§ PROVIDED MATERIAL

·····

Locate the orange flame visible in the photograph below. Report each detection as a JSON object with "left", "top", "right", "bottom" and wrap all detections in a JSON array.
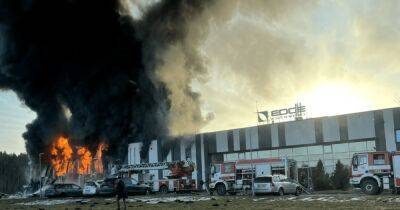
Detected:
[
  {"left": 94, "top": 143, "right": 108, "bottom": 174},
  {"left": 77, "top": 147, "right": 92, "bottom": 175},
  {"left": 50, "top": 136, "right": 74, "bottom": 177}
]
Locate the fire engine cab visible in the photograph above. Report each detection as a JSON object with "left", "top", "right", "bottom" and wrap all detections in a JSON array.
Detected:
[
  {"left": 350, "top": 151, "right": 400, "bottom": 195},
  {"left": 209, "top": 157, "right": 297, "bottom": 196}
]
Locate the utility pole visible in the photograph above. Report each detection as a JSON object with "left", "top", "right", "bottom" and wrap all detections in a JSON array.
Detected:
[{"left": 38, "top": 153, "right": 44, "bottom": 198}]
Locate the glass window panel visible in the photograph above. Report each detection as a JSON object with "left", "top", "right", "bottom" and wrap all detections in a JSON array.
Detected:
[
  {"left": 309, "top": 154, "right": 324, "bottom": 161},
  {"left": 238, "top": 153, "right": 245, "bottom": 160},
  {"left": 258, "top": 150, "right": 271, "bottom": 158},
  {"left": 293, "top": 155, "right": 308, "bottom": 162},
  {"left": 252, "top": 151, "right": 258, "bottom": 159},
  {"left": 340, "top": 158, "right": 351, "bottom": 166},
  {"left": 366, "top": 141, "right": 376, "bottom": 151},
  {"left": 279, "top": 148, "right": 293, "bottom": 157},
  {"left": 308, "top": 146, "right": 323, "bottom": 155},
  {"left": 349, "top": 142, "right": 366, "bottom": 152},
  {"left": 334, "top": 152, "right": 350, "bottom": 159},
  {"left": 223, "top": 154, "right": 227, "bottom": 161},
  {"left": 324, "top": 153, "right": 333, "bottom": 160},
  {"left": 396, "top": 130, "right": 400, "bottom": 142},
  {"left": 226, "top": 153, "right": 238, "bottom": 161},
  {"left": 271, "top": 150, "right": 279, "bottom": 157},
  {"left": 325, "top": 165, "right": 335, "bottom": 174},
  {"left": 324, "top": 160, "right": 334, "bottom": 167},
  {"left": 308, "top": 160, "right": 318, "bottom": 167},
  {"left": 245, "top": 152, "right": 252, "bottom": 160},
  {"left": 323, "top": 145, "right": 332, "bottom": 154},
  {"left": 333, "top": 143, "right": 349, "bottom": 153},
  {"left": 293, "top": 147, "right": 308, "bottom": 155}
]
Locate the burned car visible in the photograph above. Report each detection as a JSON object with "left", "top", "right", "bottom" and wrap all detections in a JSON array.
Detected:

·····

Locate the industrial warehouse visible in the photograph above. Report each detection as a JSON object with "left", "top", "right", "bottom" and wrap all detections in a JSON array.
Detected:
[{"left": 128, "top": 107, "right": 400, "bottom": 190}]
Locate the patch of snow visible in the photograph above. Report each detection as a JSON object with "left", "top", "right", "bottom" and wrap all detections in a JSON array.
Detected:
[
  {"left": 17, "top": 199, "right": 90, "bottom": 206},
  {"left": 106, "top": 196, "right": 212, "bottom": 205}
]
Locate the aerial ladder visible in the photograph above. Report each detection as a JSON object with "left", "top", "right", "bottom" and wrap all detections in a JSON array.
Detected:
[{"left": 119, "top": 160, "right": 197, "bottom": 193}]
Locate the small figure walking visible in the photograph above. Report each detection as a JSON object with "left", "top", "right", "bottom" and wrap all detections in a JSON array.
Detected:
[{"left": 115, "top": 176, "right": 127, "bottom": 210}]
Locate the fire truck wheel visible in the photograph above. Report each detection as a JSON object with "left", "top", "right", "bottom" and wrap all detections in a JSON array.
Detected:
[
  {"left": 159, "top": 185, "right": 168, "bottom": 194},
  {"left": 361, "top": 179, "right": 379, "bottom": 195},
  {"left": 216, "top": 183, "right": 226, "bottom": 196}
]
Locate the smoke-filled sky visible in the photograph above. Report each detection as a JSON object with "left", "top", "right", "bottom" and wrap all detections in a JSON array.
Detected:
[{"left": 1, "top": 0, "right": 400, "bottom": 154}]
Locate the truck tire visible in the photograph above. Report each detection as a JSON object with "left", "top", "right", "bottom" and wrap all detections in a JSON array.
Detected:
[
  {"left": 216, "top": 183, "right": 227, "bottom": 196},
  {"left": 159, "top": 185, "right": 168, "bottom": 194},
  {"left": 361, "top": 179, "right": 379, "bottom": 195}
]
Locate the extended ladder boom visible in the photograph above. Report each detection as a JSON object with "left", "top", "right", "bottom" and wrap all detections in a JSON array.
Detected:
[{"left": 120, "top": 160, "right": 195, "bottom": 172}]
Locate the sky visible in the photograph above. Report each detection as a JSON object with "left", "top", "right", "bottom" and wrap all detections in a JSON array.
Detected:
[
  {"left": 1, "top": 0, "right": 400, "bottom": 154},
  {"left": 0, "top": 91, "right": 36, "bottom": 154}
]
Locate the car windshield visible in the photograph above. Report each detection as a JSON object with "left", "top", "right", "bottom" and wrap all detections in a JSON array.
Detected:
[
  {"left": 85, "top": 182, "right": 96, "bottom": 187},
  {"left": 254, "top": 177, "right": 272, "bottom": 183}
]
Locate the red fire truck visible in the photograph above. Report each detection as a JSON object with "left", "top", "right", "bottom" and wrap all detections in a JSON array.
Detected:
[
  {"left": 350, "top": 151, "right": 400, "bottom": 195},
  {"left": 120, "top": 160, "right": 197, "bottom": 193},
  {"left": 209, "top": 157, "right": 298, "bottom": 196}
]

·····

§ EXERCISE GOAL
Taking the entries above, copy word for word the lines from the one with "Locate the orange" up to and including the one with "Locate the utility", without any picture.

§ REPLY
Locate the orange flame visible in the photograph below. Report each detection as a JSON object with "left", "top", "right", "bottom" and wrap all detections in a JSON array.
Detected:
[
  {"left": 94, "top": 143, "right": 108, "bottom": 174},
  {"left": 77, "top": 147, "right": 92, "bottom": 175},
  {"left": 50, "top": 136, "right": 74, "bottom": 177}
]
Locate the fire engine cab visible in the photograph above. Report each detection as a JSON object with "left", "top", "right", "bottom" and wrap all detections in a JSON array.
Detected:
[
  {"left": 350, "top": 151, "right": 400, "bottom": 195},
  {"left": 209, "top": 157, "right": 297, "bottom": 196}
]
Locate the utility pole visible in the photograph above. Report each detection as a JSON object with "left", "top", "right", "bottom" and wrap all detections in a JSON array.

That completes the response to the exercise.